◆ Task requirements ◆
A) Find each line in the records below that contains the string "green", treating uppercase and lowercase as different, and copy those lines.
B) Write the next part of the passage on meditation and magick, starting right after its final sentence.

◆ Passage given ◆
***
Once you feel that the desired working is clean, good, ethical, and skillful, rise from the first to the fourth jhana. Build each jhana up carefully and fully along the way so that you have a good foundation from which to work. The stronger the concentration, the better. The more time you have to build up concentration momentum, the better. For example, doing strict concentration practice sixteen hours per day for a week is obviously better than just rising up the light end of the jhanas in daily life during a brief sit. Those who can access the formless realms should rise all the way through them as well, as the potentiation effect that comes from the post-eighth junction point is very real. Those who have the capacity to enter nirodha samapatti could go that high, though its afterglow is a paradox, in that it is one of the most powerful platforms for magick and yet one of the mind states that is so chill that whatever concerned you and caused you to want to do magick is likely to be swamped by that same long-lived afterglow.

However high you are able to rise, leave that state and formally intend to make happen whatever you want to occur, which is to release the full pulse of the energy of your intention into the world without hesitation or restraint. If you are going to do this, make sure you commit to it, which is why the third step is so important. Let it go, chill out, and see what happens.
***
◆ Records for this exercise ◆
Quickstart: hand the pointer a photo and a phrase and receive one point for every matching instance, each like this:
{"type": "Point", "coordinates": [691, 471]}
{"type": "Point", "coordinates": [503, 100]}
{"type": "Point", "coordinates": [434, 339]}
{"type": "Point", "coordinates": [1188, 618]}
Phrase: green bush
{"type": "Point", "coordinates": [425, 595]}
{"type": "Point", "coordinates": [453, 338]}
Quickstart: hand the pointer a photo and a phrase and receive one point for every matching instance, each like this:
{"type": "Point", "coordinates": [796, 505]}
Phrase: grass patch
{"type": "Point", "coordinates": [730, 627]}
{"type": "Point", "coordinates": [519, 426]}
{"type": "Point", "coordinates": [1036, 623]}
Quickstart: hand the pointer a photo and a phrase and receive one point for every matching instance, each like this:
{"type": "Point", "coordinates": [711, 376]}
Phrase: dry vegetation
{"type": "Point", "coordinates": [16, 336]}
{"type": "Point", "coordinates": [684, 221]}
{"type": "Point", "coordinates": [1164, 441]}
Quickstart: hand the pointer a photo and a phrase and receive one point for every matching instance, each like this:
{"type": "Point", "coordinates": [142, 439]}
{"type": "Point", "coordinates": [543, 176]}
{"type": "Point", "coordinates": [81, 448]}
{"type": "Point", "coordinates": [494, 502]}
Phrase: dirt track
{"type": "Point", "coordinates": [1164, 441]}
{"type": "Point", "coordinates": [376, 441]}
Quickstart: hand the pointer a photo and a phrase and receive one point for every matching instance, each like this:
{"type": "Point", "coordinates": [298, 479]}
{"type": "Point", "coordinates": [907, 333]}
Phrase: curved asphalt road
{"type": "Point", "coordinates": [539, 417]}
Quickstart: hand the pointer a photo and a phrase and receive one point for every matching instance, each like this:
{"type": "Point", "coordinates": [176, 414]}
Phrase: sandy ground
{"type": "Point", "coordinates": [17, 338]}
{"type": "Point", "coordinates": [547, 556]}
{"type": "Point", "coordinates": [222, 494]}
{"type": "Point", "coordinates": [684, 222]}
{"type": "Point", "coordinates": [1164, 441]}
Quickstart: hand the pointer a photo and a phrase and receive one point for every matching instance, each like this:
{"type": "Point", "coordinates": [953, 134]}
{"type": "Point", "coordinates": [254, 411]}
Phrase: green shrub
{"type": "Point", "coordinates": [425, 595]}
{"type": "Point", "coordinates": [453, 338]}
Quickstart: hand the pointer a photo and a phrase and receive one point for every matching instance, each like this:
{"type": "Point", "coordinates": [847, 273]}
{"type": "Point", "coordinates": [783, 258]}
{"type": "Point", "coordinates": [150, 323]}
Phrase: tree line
***
◆ Answers below ◆
A)
Phrase: green bush
Phrase: green shrub

B)
Please note that there are several interesting features of this approach that might be missed on reading it but are unlikely to be missed in practice. First, thinking through the whole spell and its possible implications will change your relationship to the issue, particularly if you do this formally, properly, and deliberately, and give it enough time. Second, if you really think far back down the chain to why you want something and if there was something more basic that the initial object of desire represented for you, and then trace that back to some root need—that in and of itself is likely to do something very useful in your relationship to the object of the spell. Third, getting high up into jhanas is also very purifying, which is their function.

The natural result of being up in high jhanas­—or recently up in high jhanas—is a temporary lessening of the craving, aversion, fear, anger, entanglement, anxiety, or whatever else it was that was causing you to want to do magick in the first place. That is a great outcome most of the time. There is an old stock and standard paradigm about spiritual practice that says that the highest states make for the most powerful magick while giving rise to the least interest in actually performing powerful magick. This has a solid basis in reality, as hopefully you will notice for yourself as a result of your own good practice.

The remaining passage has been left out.